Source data
---------------

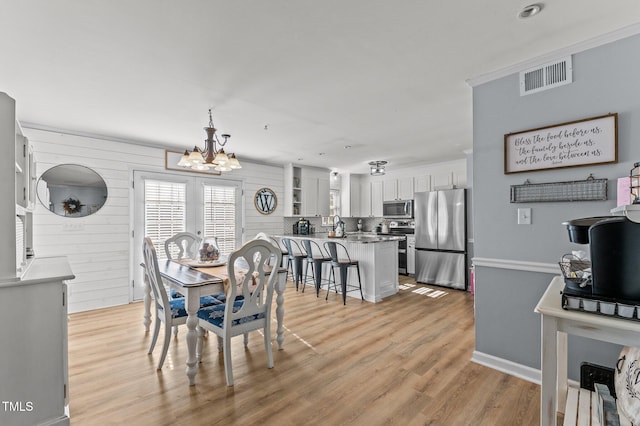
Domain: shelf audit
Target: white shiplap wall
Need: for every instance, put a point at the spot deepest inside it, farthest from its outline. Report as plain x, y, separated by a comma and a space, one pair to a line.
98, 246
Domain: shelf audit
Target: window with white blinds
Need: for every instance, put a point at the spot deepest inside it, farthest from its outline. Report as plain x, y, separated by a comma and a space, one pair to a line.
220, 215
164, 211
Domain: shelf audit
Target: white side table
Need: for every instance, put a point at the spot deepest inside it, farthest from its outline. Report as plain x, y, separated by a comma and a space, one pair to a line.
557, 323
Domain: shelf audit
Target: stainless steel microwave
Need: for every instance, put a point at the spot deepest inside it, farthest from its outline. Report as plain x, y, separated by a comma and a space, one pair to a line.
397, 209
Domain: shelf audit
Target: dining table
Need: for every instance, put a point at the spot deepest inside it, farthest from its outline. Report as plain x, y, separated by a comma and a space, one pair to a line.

---------------

## What to do:
Can you reproduce the material above word for word, omitting the pictures?

## Output of the task:
Domain: shelf audit
Target: white shiplap wall
Need: for every instance, put a point at the spot deepest inside it, farthest from its outline. Report as plain x, y, separated by a comma and a space, one pair to a line.
98, 246
Domain: shelf audit
Target: window with white blinds
Need: for every instance, put a point at the spot deepest inside it, farthest from its outline. Report as plain x, y, separated by a comma and a space, one pair to a line.
220, 215
164, 211
Domain: shelf audit
Target: white side table
Need: for every instance, put a point at the spot deepest inside it, farthest from its outline. Report as plain x, y, separated by a comma and a space, one pair to a line.
557, 323
Domain: shelf audit
Target: stainless steel microwave
Need: for every instance, put a point at the spot deepest inside it, farthest from its outline. Report as plain x, y, separated by a comma and a space, one pair to a line.
397, 209
Domain: shelf audit
Target: dining table
Need: for every instance, put a point at the spot deepest inside it, farthest from its outline. Report as plain x, y, separated by a comma and a space, one pair to a line.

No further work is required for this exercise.